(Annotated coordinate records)
--

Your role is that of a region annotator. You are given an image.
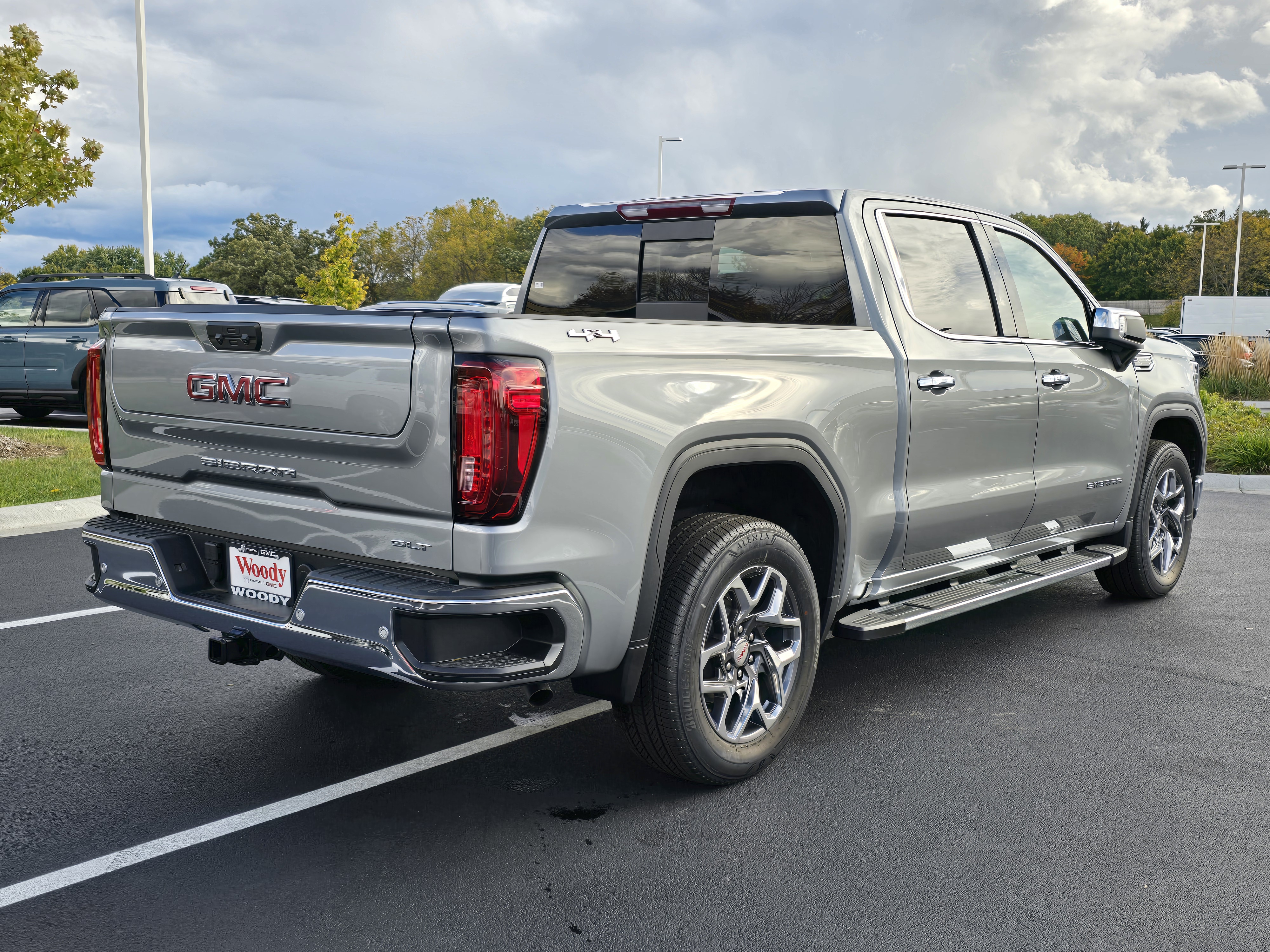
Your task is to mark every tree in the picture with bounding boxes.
[356,198,547,302]
[1088,225,1187,301]
[1054,241,1090,281]
[0,23,102,234]
[296,212,366,311]
[1010,212,1125,259]
[189,212,333,297]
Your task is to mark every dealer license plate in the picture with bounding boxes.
[229,545,291,605]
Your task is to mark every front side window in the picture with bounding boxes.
[41,288,93,326]
[997,231,1090,341]
[886,215,999,338]
[0,291,39,327]
[525,215,856,325]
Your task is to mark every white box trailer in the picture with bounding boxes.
[1181,296,1270,338]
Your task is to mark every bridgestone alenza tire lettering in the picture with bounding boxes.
[613,513,820,784]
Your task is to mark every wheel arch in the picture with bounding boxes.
[573,437,850,703]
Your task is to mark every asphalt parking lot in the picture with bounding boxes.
[0,493,1270,949]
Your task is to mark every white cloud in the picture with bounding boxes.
[0,0,1270,269]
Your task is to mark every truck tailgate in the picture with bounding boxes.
[103,306,452,569]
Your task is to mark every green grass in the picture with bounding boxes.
[0,426,102,506]
[1199,390,1270,476]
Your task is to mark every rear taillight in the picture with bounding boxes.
[455,355,547,523]
[84,340,108,466]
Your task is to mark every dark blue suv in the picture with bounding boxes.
[0,274,237,418]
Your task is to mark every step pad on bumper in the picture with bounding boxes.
[837,545,1128,641]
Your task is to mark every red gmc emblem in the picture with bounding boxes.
[185,373,291,406]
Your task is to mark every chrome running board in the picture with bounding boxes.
[836,546,1129,641]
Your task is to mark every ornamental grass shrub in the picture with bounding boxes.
[1199,388,1270,476]
[1203,334,1270,400]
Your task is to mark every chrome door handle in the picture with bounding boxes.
[917,371,956,390]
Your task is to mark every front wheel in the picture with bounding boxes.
[613,513,820,784]
[1096,439,1195,598]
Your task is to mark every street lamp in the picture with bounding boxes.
[1219,166,1266,335]
[1195,222,1208,297]
[136,0,155,274]
[660,136,683,198]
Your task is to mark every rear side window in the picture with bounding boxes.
[93,288,159,314]
[886,215,999,338]
[41,288,93,326]
[525,216,856,325]
[525,225,644,317]
[997,231,1090,341]
[710,216,856,325]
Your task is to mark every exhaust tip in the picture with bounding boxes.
[525,682,555,707]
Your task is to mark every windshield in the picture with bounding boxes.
[525,215,856,325]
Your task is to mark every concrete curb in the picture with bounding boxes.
[0,496,105,538]
[1204,472,1270,496]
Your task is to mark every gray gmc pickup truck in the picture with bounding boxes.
[84,189,1206,783]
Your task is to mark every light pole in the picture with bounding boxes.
[1222,162,1266,336]
[136,0,155,274]
[660,136,683,198]
[1195,222,1208,297]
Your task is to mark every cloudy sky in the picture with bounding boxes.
[0,0,1270,270]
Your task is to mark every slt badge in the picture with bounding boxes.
[569,327,622,344]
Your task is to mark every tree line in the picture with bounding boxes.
[1011,208,1270,301]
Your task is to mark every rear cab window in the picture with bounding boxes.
[525,215,856,326]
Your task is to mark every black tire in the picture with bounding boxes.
[613,513,820,786]
[287,655,400,687]
[1096,439,1195,598]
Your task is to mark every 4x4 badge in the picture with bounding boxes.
[569,327,622,344]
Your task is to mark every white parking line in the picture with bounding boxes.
[0,701,612,909]
[0,605,123,628]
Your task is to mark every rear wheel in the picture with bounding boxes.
[1096,439,1195,598]
[287,655,398,685]
[613,513,820,784]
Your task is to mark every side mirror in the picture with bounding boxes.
[1090,307,1147,371]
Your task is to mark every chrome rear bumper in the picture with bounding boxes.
[84,517,587,691]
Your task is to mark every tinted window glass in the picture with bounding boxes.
[0,291,39,327]
[710,215,856,325]
[997,231,1090,340]
[639,239,710,301]
[886,215,998,338]
[525,225,644,317]
[110,288,160,307]
[41,288,93,326]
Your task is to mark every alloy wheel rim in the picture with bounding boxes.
[698,565,803,744]
[1147,470,1186,575]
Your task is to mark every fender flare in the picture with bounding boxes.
[573,437,851,704]
[1106,395,1208,546]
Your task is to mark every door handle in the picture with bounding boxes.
[917,371,956,391]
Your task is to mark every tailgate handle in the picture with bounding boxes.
[207,321,260,350]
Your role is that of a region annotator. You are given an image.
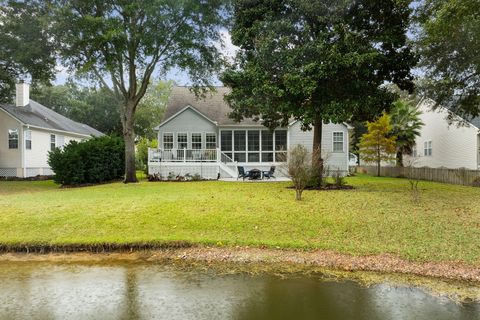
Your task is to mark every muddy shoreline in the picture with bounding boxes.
[0,243,480,285]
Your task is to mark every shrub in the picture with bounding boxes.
[284,145,315,200]
[48,136,125,185]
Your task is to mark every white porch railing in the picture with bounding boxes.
[148,148,224,162]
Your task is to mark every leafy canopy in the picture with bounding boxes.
[222,0,416,128]
[416,0,480,119]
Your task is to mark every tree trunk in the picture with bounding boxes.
[122,101,137,183]
[397,151,403,167]
[295,189,303,201]
[312,117,323,187]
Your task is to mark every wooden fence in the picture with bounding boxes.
[356,166,480,186]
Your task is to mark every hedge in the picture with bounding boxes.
[48,136,125,185]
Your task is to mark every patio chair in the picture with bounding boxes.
[262,166,276,179]
[237,167,250,181]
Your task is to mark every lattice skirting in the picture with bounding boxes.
[148,165,220,179]
[0,168,17,178]
[0,167,54,178]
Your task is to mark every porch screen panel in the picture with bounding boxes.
[248,130,260,162]
[262,130,273,162]
[163,133,173,150]
[275,130,287,162]
[177,133,188,149]
[192,133,202,150]
[220,130,232,158]
[233,130,247,162]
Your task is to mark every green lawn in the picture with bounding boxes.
[0,176,480,264]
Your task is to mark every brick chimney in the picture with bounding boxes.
[15,81,30,107]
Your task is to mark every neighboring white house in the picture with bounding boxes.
[149,87,349,178]
[0,83,102,178]
[405,99,480,170]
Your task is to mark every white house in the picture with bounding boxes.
[406,99,480,170]
[0,83,102,178]
[149,87,349,178]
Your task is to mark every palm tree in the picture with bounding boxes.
[390,99,424,167]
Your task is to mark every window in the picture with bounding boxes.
[261,130,273,162]
[163,133,173,150]
[220,130,232,158]
[220,129,287,162]
[248,130,260,162]
[423,141,432,156]
[275,130,287,151]
[333,132,343,152]
[192,133,202,149]
[56,136,65,149]
[177,133,188,149]
[8,129,18,149]
[205,133,217,150]
[50,134,57,151]
[233,130,247,162]
[25,130,32,150]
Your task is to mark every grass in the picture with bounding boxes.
[0,175,480,264]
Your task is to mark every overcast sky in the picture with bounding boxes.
[55,29,237,86]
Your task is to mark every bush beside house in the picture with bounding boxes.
[48,136,125,185]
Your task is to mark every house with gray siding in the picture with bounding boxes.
[404,98,480,170]
[0,83,102,178]
[148,87,349,178]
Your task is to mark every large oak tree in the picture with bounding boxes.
[416,0,480,119]
[49,0,227,182]
[222,0,416,182]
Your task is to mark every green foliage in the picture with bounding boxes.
[416,0,480,120]
[31,82,122,135]
[0,174,480,264]
[0,0,56,102]
[48,136,125,185]
[50,0,228,182]
[390,100,424,166]
[222,0,417,154]
[31,81,172,139]
[285,144,316,200]
[359,113,396,176]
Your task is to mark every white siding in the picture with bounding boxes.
[405,100,478,169]
[288,121,349,171]
[0,110,23,172]
[158,109,218,149]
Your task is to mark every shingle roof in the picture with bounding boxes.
[0,100,103,136]
[162,87,260,125]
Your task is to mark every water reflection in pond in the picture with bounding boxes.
[0,263,480,320]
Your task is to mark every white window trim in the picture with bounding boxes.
[332,131,345,153]
[218,128,289,165]
[205,132,218,150]
[162,132,175,150]
[7,128,20,150]
[23,130,32,150]
[423,140,433,157]
[175,132,189,150]
[187,132,204,150]
[50,134,57,151]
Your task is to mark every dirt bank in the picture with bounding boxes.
[0,245,480,283]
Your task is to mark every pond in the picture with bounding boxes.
[0,262,480,320]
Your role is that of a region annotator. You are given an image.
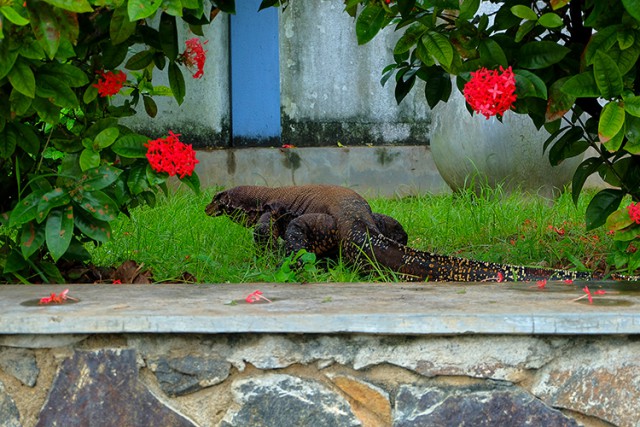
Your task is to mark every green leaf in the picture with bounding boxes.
[75,164,122,191]
[9,190,47,228]
[8,61,36,98]
[75,214,111,243]
[560,71,600,98]
[585,188,625,231]
[602,128,626,153]
[124,50,153,70]
[45,206,74,261]
[168,62,186,105]
[545,77,576,122]
[111,133,149,159]
[0,6,29,27]
[2,250,29,274]
[584,25,620,65]
[142,95,158,117]
[72,190,120,222]
[44,0,93,13]
[159,13,179,61]
[20,221,44,259]
[36,187,71,223]
[94,127,120,150]
[593,51,624,99]
[511,4,538,21]
[39,62,89,87]
[538,12,564,28]
[571,157,604,205]
[458,0,480,20]
[25,1,60,59]
[623,96,640,117]
[606,208,635,231]
[622,0,640,21]
[109,4,137,45]
[515,21,536,43]
[36,74,80,108]
[127,165,150,195]
[616,28,636,50]
[598,102,624,144]
[80,148,100,172]
[127,0,162,22]
[393,23,426,55]
[420,31,453,67]
[0,43,18,79]
[356,2,386,45]
[516,40,570,70]
[0,125,18,163]
[478,39,508,68]
[424,74,452,109]
[513,70,547,99]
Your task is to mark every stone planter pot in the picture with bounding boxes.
[431,90,583,197]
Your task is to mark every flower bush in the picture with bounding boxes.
[0,0,234,282]
[346,0,640,270]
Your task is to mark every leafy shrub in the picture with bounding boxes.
[0,0,234,282]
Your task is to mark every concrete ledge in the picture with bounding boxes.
[0,283,640,335]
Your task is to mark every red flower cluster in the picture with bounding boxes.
[463,67,516,119]
[182,37,207,79]
[244,290,273,304]
[40,289,78,304]
[93,70,127,98]
[627,203,640,224]
[144,131,198,179]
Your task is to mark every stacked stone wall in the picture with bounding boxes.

--

◆ **Exercise goal**
How many lines of the entries above contain the string "truck"? Give only the number.

◆ **Finished task**
2